[START DATASET EXTRACT]

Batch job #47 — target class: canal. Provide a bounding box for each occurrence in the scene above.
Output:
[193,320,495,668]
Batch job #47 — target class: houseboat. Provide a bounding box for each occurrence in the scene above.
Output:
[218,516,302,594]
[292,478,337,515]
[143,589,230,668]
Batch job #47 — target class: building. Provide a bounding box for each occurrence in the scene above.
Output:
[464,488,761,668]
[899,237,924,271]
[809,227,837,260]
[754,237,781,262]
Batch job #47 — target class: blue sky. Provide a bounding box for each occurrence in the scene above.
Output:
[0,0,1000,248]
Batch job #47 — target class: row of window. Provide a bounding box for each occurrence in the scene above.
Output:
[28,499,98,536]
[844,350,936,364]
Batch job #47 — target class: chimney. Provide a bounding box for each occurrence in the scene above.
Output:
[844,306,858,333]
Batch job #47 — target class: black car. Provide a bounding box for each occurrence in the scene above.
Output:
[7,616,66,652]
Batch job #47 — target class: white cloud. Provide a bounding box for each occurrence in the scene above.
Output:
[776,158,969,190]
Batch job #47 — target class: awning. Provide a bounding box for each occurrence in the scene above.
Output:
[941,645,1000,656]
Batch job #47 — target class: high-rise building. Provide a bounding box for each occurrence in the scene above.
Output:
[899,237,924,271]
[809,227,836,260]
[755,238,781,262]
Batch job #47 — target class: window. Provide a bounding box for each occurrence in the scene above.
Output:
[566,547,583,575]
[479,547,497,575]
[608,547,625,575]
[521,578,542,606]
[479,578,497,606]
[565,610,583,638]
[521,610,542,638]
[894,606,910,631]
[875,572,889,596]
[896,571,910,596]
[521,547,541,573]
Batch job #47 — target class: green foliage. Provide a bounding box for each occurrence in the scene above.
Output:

[END DATASET EXTRACT]

__WHAT IS NEEDED__
Rewrite the rows above, changing "target class" to "object class" everywhere it occurs and leaving everything else the same.

__RESPONSE BELOW__
Batch job #47 — object class: canal. Provide a bounding box for each occurrence in the scene above.
Output:
[193,320,495,668]
Batch job #47 — object class: houseboat. Provide a bounding box for each occurrence in the scene above.
Output:
[218,516,302,594]
[292,478,337,515]
[143,589,230,668]
Batch job #47 — object class: building. Provide a bounding box for each occurrence in the scene above.
Output:
[464,488,761,668]
[899,237,924,271]
[809,227,837,260]
[754,237,781,262]
Batch job #47 — object class: blue sky. Provide a bounding box for each occurrence in the scene above.
Output:
[0,0,1000,248]
Batch job #47 — object class: row of window. Provide a bounding box for each occurrence in the scene above.
Output:
[28,499,98,536]
[844,350,936,364]
Batch job #47 — object class: chimney. Provide a bounding box for each occurrence in the scene above.
Output:
[844,306,858,333]
Batch job #47 — object class: black car. Provide a bounding box for each occurrence in the scene above.
Output:
[7,616,66,652]
Batch job #47 — object class: white cloud. Provide a bounding box for each occurrence in the scene above.
Output:
[776,158,969,190]
Batch job #47 — object class: awning. Provide a bounding box for each occurrence in the scene above.
Output:
[941,645,1000,656]
Batch job #47 — object class: high-rise building. Provide a bounding box for each occurrence in the scene above.
Output:
[899,237,924,271]
[809,227,836,260]
[755,238,781,262]
Batch job #47 — object class: window. Provide a bounding box for each occurrence in the scene above.
Output:
[566,547,583,575]
[479,547,497,575]
[608,547,625,575]
[521,578,542,606]
[479,578,497,606]
[565,610,583,638]
[521,610,542,638]
[894,606,910,631]
[875,572,889,596]
[896,571,910,596]
[521,547,541,573]
Batch job #47 — object class: green foliage. Provide a bounding box for each occurrence in the scene above.
Output:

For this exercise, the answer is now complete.